Problem to solve:
After locating the line that contains "positive clicks: (620, 516)", restate it and each later line word for word through the end of the records.

Provided records:
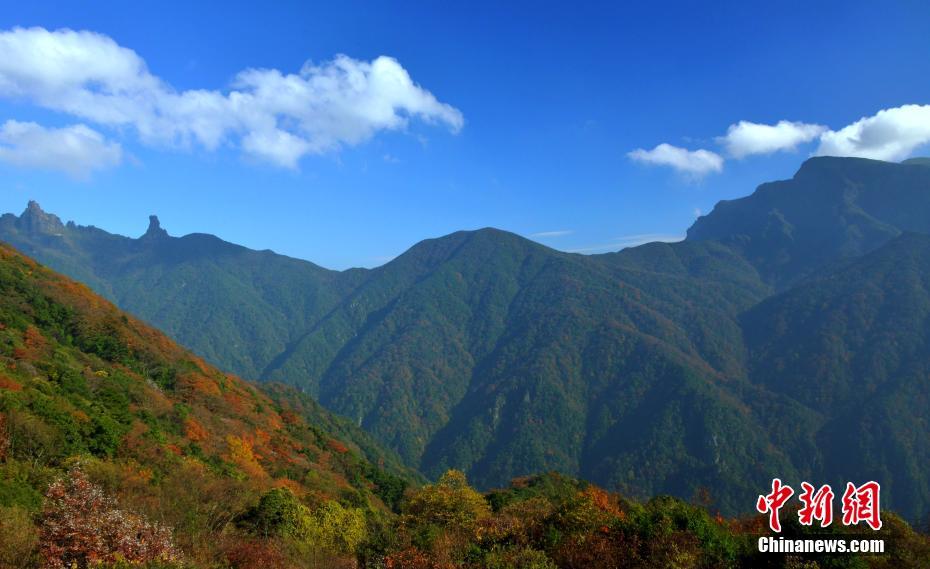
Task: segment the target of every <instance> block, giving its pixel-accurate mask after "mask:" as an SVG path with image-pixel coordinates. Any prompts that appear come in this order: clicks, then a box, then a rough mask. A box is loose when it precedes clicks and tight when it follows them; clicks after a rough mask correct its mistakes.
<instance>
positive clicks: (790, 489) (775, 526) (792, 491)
mask: <svg viewBox="0 0 930 569" xmlns="http://www.w3.org/2000/svg"><path fill="white" fill-rule="evenodd" d="M793 495H794V489H792V488H791V486H786V485H783V484H782V483H781V480H780V479H778V478H774V479H772V493H771V494H768V495H765V496H759V499H758V500H757V501H756V510H758V511H759V513H760V514H765V513H767V514H768V515H769V527H770V528H772V531H777V532H780V531H781V520H779V519H778V512H779V510H781V508H782V506H784V505H785V502H787V501H788V498H790V497H791V496H793Z"/></svg>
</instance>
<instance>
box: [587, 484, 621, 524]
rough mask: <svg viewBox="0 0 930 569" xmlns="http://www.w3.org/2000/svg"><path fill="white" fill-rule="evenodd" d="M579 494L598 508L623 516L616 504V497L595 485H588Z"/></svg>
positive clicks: (620, 516)
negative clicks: (584, 488)
mask: <svg viewBox="0 0 930 569" xmlns="http://www.w3.org/2000/svg"><path fill="white" fill-rule="evenodd" d="M581 494H582V496H583V497H584V498H586V499H587V500H590V502H591V504H592V505H593V506H594V507H595V508H597V509H598V510H600V511H602V512H604V513H606V514H610V515H611V516H616V517H618V518H622V517H623V516H624V514H623V511H622V510H621V509H620V507H619V506H618V505H617V502H616V499H615V498H614V497H613V496H611V495H610V494H609V493H608V492H607V491H605V490H602V489H601V488H598V487H597V486H588V487H587V488H585V490H584V491H583V492H582V493H581Z"/></svg>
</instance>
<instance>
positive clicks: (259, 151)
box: [0, 28, 464, 168]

Solved exercise:
positive clicks: (620, 516)
negative clicks: (584, 488)
mask: <svg viewBox="0 0 930 569" xmlns="http://www.w3.org/2000/svg"><path fill="white" fill-rule="evenodd" d="M581 494H582V496H583V497H584V498H586V499H587V500H590V502H591V504H592V505H593V506H594V507H595V508H597V509H598V510H600V511H602V512H604V513H606V514H610V515H611V516H616V517H618V518H622V517H623V516H624V514H623V511H622V510H621V509H620V507H619V506H618V505H617V502H616V499H615V498H614V497H613V496H611V495H610V494H609V493H608V492H607V491H605V490H602V489H601V488H598V487H597V486H588V487H587V488H585V490H584V491H583V492H582V493H581Z"/></svg>
</instance>
<instance>
positive clicks: (259, 151)
box: [0, 28, 464, 168]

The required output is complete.